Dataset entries
☆ ☆ ☆ ☆
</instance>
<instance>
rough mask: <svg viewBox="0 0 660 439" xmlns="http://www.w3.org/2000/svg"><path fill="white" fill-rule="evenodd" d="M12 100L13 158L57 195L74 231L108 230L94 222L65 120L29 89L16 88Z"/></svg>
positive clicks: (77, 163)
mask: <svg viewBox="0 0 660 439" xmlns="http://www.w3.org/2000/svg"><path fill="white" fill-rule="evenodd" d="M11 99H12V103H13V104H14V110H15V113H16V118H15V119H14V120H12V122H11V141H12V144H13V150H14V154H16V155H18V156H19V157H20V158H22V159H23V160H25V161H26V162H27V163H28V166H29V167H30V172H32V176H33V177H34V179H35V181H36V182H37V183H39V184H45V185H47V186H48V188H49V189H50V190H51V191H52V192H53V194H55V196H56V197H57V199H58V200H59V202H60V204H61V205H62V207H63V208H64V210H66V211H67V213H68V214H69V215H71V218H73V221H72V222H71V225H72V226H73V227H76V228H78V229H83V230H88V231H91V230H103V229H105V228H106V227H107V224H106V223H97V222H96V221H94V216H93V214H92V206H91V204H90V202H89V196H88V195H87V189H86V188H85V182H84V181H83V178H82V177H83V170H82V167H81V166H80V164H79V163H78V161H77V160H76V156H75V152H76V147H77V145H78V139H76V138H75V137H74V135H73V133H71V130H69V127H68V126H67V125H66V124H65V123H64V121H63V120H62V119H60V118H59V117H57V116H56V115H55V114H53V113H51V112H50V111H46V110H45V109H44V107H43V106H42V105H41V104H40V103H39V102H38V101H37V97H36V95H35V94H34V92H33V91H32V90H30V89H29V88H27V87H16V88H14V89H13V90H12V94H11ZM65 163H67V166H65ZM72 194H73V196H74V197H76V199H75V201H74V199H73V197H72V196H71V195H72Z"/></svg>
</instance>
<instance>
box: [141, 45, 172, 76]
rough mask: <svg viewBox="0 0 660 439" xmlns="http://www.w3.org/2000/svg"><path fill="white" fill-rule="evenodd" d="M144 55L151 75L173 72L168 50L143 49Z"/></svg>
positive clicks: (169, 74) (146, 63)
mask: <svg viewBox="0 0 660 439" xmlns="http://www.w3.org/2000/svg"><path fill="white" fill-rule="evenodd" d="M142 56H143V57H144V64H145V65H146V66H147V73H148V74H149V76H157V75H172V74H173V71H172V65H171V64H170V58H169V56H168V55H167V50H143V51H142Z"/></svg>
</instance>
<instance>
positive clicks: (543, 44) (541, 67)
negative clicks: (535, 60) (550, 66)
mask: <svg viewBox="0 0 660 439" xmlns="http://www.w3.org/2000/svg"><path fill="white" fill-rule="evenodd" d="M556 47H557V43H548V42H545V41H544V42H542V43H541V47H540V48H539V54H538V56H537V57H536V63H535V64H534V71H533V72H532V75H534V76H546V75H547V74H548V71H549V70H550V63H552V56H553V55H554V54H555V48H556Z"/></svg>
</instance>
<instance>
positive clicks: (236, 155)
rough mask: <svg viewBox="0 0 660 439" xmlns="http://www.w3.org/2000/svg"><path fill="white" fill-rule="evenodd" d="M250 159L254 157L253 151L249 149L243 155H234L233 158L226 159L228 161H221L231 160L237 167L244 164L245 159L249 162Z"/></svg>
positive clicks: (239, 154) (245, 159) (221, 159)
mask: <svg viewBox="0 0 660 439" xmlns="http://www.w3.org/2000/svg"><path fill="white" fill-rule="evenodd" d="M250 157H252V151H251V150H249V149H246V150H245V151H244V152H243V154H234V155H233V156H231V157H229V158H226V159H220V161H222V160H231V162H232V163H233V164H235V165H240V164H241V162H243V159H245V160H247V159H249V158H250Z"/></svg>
☆ ☆ ☆ ☆
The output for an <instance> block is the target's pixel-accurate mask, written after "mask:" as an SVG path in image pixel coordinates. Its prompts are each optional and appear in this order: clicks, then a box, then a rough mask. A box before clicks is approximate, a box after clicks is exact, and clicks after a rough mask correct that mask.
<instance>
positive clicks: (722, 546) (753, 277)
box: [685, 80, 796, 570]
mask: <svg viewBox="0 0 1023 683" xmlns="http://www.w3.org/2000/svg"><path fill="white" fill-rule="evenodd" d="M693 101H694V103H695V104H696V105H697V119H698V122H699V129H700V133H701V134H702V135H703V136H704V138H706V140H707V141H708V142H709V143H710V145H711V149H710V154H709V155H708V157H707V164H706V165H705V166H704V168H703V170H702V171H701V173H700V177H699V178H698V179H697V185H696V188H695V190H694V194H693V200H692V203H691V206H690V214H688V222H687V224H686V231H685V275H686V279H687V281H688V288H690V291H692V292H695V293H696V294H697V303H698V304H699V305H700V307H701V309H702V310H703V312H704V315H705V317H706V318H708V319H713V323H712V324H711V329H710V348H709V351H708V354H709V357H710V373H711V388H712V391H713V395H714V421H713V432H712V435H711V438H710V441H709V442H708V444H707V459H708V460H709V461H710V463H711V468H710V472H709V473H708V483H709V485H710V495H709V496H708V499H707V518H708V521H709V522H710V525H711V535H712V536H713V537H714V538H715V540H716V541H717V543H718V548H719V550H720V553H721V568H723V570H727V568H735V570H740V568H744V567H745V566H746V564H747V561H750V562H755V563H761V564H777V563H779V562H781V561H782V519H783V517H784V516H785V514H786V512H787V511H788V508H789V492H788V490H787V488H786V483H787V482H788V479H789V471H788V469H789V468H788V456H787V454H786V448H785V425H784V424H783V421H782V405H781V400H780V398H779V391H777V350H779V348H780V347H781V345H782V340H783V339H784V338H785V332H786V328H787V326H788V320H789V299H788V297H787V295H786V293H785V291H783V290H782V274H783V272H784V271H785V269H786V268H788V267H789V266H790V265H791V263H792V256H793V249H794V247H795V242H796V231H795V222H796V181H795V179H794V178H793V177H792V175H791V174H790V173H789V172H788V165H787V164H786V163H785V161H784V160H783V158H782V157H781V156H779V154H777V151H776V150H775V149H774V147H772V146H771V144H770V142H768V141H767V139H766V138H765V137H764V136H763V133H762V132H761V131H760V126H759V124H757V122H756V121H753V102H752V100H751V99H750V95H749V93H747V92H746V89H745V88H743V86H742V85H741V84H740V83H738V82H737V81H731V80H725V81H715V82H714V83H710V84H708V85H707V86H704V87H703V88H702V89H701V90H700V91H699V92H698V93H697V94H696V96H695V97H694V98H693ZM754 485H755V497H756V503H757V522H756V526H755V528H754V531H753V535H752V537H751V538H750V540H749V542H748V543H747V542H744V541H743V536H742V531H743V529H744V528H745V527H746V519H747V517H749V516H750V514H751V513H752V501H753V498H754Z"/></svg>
☆ ☆ ☆ ☆
> **Exercise**
Duplicate the part of the entries that begins with the line containing "The output for" and ends with the line containing "box: [685, 80, 796, 570]", keeping both of those lines.

> **Solved exercise**
The output for an <instance> block is the target's pixel-accurate mask, written after "mask:" as an SVG path in image pixel coordinates. Its prompts are each optional and appear in this order: clicks, then a box, then a rough mask. A box before clicks is approximate, a box after clicks is exact, and clicks after a rough mask correct that mask.
<instance>
positive clicks: (722, 546) (753, 277)
box: [685, 80, 796, 570]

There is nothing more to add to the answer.